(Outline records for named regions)
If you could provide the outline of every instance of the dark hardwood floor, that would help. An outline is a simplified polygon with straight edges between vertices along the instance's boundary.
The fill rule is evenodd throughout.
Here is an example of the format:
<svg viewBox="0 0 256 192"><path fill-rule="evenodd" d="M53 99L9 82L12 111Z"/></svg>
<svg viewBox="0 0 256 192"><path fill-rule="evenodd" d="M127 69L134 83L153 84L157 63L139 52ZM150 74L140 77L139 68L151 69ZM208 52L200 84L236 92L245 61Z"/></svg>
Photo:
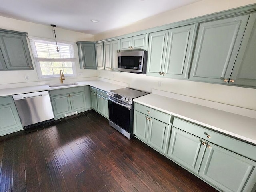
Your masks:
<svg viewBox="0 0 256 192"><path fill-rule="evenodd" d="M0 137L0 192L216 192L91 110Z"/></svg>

==

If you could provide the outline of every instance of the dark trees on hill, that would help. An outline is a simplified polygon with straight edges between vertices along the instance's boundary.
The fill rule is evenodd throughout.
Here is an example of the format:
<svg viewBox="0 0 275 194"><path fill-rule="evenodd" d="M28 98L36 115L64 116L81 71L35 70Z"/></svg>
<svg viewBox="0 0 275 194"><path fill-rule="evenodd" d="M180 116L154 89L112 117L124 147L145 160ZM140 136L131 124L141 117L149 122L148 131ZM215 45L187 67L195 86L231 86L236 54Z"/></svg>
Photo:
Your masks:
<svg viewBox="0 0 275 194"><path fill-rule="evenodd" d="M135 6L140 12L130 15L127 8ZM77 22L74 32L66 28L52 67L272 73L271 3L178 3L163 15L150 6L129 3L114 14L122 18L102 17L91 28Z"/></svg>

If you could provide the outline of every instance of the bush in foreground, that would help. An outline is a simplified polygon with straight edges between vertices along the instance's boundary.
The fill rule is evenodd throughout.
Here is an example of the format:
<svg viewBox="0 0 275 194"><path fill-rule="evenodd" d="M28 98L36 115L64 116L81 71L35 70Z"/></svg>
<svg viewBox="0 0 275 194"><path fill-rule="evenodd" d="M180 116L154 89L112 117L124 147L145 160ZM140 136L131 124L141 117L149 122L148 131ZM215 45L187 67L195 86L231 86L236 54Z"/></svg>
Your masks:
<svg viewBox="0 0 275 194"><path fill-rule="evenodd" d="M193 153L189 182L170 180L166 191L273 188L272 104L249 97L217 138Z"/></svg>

==

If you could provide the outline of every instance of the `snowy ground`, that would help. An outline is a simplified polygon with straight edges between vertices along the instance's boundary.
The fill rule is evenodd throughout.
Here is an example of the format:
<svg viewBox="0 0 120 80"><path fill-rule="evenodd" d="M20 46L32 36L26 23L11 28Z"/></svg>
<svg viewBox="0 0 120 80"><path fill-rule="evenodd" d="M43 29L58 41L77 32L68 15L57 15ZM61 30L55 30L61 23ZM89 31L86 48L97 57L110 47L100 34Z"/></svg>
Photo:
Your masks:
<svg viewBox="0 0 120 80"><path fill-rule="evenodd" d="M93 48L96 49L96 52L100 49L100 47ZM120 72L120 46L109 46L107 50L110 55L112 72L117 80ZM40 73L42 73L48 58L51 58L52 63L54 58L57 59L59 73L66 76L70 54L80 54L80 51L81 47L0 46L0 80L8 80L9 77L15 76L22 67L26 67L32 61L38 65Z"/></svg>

- WHAT TO PRODUCE: Rewrite the lines of the rows as a numbered list, starting at the line that contains "the dark trees" and ending at the line that contains "6L140 12L130 15L127". Include both of those lines and skip any blank lines.

- FINAL RESULT:
1. If you could provide the outline of every instance of the dark trees on hill, that would help. An outline is a simplified polygon with straight edges between vertices along the instance's boundary.
2. The fill rule is evenodd throughout.
3. Here is an example of the format:
4. <svg viewBox="0 0 275 194"><path fill-rule="evenodd" d="M28 98L36 115L64 116L81 71L35 70Z"/></svg>
5. <svg viewBox="0 0 275 194"><path fill-rule="evenodd" d="M180 116L154 89L112 117L124 147L145 160ZM140 136L131 124L141 117L149 122L148 131ZM215 45L187 67L195 86L231 86L236 54Z"/></svg>
6. Photo:
7. Your masks:
8. <svg viewBox="0 0 275 194"><path fill-rule="evenodd" d="M135 6L140 12L130 15L127 8ZM77 22L74 32L66 28L52 67L272 73L271 3L178 3L163 15L150 6L129 3L114 14L122 18L102 17L91 28Z"/></svg>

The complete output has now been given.